## BEGIN

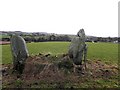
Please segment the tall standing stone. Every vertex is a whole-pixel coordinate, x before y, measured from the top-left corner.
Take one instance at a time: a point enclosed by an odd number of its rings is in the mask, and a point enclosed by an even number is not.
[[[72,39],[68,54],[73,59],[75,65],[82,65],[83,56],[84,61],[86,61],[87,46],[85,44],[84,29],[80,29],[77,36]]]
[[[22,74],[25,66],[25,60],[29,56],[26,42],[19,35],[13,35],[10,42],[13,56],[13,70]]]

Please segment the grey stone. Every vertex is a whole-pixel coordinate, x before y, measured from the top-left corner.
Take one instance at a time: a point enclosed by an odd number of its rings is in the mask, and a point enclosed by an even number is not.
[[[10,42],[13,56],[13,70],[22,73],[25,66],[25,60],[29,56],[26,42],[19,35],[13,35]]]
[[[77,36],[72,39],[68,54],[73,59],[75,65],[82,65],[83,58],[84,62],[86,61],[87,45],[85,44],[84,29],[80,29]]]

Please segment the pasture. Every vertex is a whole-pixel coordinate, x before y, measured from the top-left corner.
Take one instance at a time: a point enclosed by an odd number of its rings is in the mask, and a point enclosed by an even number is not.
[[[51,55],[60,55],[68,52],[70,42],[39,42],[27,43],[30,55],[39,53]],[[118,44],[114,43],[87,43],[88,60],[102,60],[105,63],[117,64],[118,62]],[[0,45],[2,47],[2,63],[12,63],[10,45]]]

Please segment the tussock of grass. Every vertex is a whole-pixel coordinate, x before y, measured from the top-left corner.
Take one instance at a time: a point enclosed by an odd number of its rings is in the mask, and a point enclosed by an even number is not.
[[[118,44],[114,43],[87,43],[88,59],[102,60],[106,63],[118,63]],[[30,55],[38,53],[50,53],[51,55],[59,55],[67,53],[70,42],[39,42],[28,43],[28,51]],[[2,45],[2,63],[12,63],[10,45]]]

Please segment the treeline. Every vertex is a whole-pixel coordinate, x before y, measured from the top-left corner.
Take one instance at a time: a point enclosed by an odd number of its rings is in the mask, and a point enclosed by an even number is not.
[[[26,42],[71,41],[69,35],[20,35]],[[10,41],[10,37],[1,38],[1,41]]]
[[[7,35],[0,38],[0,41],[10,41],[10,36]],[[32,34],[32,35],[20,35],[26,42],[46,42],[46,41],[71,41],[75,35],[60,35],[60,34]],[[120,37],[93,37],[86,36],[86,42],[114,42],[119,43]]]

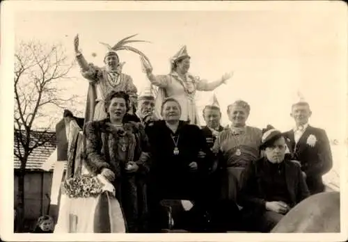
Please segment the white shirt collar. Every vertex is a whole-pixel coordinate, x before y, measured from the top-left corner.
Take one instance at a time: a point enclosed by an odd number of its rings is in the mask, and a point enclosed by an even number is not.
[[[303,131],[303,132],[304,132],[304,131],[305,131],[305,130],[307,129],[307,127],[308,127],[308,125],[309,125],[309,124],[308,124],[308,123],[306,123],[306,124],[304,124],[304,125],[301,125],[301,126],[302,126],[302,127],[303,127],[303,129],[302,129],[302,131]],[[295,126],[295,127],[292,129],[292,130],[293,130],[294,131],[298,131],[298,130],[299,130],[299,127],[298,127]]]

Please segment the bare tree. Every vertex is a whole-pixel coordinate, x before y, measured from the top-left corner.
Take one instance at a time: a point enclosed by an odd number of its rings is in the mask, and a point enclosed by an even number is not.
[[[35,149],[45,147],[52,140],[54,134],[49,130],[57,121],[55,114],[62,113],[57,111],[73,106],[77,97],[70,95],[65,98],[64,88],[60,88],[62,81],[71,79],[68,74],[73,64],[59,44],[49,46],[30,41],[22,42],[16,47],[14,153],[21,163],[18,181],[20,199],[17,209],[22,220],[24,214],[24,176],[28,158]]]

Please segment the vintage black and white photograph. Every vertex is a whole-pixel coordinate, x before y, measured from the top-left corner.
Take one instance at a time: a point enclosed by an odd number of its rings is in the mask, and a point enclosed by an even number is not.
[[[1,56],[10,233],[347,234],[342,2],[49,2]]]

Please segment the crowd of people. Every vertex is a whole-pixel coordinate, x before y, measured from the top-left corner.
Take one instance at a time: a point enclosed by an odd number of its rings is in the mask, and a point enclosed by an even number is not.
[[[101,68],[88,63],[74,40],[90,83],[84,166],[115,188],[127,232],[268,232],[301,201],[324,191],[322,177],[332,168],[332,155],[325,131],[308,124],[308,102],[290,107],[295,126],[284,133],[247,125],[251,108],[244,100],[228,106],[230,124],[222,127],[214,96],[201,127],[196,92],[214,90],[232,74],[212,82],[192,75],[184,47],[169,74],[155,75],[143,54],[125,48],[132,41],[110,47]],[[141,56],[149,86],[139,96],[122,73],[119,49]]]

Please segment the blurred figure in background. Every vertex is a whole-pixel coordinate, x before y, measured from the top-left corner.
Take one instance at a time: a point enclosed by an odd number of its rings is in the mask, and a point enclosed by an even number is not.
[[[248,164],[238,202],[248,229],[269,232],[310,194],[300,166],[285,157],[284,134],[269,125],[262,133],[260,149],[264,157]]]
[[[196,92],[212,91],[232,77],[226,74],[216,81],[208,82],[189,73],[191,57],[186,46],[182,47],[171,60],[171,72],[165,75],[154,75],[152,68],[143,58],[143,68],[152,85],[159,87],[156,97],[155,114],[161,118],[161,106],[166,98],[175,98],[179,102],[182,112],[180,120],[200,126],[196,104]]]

## END
## BEGIN

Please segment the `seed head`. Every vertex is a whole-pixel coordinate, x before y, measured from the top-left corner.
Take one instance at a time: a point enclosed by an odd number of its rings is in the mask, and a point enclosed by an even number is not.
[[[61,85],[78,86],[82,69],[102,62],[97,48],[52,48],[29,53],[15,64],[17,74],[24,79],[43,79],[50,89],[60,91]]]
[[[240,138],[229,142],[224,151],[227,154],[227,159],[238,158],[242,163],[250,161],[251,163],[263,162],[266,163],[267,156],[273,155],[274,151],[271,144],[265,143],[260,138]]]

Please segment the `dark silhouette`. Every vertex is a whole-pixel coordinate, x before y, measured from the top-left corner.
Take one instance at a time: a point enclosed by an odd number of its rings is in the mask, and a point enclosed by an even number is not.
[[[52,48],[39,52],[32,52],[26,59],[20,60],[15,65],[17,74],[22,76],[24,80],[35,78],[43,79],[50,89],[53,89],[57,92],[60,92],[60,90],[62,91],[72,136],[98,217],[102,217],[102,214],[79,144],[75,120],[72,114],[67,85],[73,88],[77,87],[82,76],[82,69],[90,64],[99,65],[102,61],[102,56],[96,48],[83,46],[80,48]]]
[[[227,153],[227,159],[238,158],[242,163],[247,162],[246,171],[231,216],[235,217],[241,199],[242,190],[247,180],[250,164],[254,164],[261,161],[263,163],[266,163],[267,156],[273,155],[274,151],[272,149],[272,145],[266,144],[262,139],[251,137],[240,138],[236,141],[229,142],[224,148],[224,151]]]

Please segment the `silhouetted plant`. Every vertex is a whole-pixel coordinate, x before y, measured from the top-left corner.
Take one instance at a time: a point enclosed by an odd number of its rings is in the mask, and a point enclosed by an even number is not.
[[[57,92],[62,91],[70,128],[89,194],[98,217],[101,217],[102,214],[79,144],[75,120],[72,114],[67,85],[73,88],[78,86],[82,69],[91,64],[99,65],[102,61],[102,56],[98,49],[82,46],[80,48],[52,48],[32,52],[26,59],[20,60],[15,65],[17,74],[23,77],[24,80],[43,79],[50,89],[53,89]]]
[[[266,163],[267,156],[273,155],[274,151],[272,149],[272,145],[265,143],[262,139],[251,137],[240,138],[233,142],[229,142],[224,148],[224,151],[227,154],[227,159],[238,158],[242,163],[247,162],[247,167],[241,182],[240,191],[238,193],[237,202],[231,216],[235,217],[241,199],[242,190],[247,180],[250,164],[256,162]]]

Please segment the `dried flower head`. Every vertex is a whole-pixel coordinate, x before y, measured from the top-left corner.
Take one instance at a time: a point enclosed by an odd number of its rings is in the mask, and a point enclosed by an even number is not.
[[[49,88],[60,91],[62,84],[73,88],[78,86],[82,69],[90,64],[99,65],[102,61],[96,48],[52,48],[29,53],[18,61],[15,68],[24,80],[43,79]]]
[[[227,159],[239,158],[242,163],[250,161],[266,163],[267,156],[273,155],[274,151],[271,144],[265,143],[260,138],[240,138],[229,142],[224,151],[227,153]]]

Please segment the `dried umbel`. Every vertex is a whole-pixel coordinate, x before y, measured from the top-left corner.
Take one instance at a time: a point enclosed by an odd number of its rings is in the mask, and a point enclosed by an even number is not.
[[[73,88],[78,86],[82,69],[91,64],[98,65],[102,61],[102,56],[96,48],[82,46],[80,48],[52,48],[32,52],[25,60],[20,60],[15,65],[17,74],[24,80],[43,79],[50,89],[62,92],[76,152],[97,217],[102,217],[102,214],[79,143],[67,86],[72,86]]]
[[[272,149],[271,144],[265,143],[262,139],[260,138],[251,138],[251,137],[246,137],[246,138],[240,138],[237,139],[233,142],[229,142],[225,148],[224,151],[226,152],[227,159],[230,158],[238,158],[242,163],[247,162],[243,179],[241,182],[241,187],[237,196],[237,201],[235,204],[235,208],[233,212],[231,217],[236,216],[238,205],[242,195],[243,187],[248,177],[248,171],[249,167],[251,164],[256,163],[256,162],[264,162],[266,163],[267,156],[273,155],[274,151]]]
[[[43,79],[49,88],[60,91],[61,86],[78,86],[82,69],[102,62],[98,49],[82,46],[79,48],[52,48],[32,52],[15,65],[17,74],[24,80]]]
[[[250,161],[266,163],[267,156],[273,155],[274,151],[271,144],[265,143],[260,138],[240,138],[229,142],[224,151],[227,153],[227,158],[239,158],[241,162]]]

## END

[Problem] From the lines above, extract every line that contains the word "stone", and copy each one in full.

[Worked solution]
Please segment the tall standing stone. Every vertex is a whole-pixel coordinate, x before y, measured from the top-left corner.
Please segment the grey stone. Every vertex is a whole-pixel coordinate, x before y, measured from the top-left corner.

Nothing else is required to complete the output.